(Text section Opens)

Could someone do a short overview of the frill stencil gene (is there a webpage?).
I somehow get the "idea" that toy stencil and frill stencil together have a special effect.


----------



## FalconLofts.com (Dec 29, 2010)

Frill Stencil is recessive, you need two copies of this gene in order for a bird to express it (fs//fs). So when you breed a fs//fs to a bird that does not have it, the effect will get lost (visually speaking). if you take the babies and breed them to the fs//fs parent, 50% of the babies will express it and the other 50% will carry the gene without expressing it. fs effects the smooth spread areas, the tail bar that is, it turns the bar into a spot and in the presence of spread it turns the tail to a lace and may even make the bird entirely laced.
Toy Stencil on the other hand is partial dominant, and there are 3 parts to this complex gene, TS1, TS2, TS3. Very often when you breed a TS bird to an unrelated non TS bird, you will get some bronzing in the coarse spread areas, bars, and check areas on the wing shields that is. With the homozygous (two copies of a particular gene) presence of all TS1//TS1, TS2//TS2, TS3//TS3, the pure white is achieved, if one or more is missing, you can get various shades of bronze, sometimes from very rich to a root beer bronze. 

Your cock bird is both TS and fs//fs, blue carrying recessive red.

Hen no 1. is Spread, dilute, brown, since brown is recessive to blue and your cock does not carry brown, all the babies from that mating will be blue, and since Spread is dominant to wild type (non spread), 50% of the babies will be spread blue (black) and 50% blue T check, check or bar.

(Text section Closes)

## Required actions
1: Quote the stencil genes thread word for word between "I somehow get" and "bird entirely laced.", inclusive.
2: List the areas of the bird where the stencil genes thread says bronzing often appears when a toy stencil bird is bred to an unrelated non-toy-stencil bird.
3: According to the stencil genes thread, is each statement true? Answer yes or no and quote the words that decide it.
(a) Frill stencil is a dominant gene.
(b) When the babies are bred back to the fs//fs parent, half of their offspring will express frill stencil.
(c) The cock bird carries brown.

(Material supplied Opens)

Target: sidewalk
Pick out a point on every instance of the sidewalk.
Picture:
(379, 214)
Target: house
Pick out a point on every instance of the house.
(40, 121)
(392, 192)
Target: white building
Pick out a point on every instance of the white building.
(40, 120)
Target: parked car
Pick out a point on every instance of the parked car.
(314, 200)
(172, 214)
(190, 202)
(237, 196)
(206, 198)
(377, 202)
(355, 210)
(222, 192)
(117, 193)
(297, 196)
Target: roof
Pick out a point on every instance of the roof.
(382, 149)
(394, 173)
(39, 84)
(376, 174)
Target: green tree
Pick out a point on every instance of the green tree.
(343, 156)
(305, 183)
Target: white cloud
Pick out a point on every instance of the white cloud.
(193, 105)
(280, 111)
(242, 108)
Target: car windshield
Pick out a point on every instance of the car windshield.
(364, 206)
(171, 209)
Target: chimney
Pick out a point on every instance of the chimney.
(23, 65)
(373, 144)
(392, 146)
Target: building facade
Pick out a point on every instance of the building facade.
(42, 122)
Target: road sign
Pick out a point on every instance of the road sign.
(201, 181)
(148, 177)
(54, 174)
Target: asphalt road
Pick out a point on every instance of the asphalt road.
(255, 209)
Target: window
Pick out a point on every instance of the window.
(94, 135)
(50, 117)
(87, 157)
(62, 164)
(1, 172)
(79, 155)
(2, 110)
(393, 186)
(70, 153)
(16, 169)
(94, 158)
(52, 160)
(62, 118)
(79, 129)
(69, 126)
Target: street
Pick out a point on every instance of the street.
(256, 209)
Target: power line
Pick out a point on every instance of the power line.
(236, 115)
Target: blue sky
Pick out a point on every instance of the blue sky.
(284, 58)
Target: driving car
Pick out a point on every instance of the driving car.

(Material supplied Closes)

## Solutions below
1:
I somehow get the "idea" that toy stencil and frill stencil together have a special effect.


----------



## FalconLofts.com (Dec 29, 2010)

Frill Stencil is recessive, you need two copies of this gene in order for a bird to express it (fs//fs). So when you breed a fs//fs to a bird that does not have it, the effect will get lost (visually speaking). if you take the babies and breed them to the fs//fs parent, 50% of the babies will express it and the other 50% will carry the gene without expressing it. fs effects the smooth spread areas, the tail bar that is, it turns the bar into a spot and in the presence of spread it turns the tail to a lace and may even make the bird entirely laced.

2:
- coarse spread areas
- bars
- check areas on the wing shields

3:
(a) No: "Frill Stencil is recessive"
(b) Yes: "50% of the babies will express it"
(c) No: "your cock does not carry brown"